(DOCUMENT SEGMENT)
════

0

Here is the code, matrix multiplication in C, the matrix's fill is integer. Optimization for loop nest and loop unrolling. Run well till N is 7168. For N 8196, insufficient memory.If you run it, just screen, wait till get time result. This is an alarm from my computer (Asus A456UQ) or code is still wrong?

#include <stdio.h>
#include <stdlib.h>
#include <string.h>
#include<time.h>
#include <sys/time.h>
#include<assert.h>

#define mat(m, col, row) \
m.data[row*m.cols + col]

#define N 8192
typedef struct
{
    int cols, rows;
    int *data;
}matrix_t;

void matrix_init(matrix_t *matrix, int cols, int rows)
{
    int i,j;
    matrix->cols = cols;
    matrix->rows = rows;
    matrix->data = malloc(sizeof(int)*cols*rows);

    if (!matrix->data)

════

(RECORDED DATA)
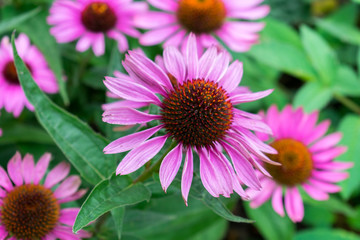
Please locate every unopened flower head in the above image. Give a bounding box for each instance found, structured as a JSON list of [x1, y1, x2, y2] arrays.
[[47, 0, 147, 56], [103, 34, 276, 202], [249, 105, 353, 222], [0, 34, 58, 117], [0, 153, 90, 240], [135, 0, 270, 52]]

════

(BRIEF A) Duplicate the portion of the matrix multiplication post between "void matrix_init(matrix_t *matrix, int" and "if (!matrix->data)", inclusive.
(BRIEF B) Render this sentence from the matrix multiplication post in Spanish: "Here is the code, matrix multiplication in C, the matrix's fill is integer."
(BRIEF C) According to the matrix multiplication post, what model of computer is the code being run on?
The lines are not required for any of the work here.

(OUTPUT A)
void matrix_init(matrix_t *matrix, int cols, int rows)
{
    int i,j;
    matrix->cols = cols;
    matrix->rows = rows;
    matrix->data = malloc(sizeof(int)*cols*rows);

    if (!matrix->data)

(OUTPUT B) Aquí está el código, multiplicación de matrices en C; el relleno de la matriz es de enteros.

(OUTPUT C) An Asus A456UQ.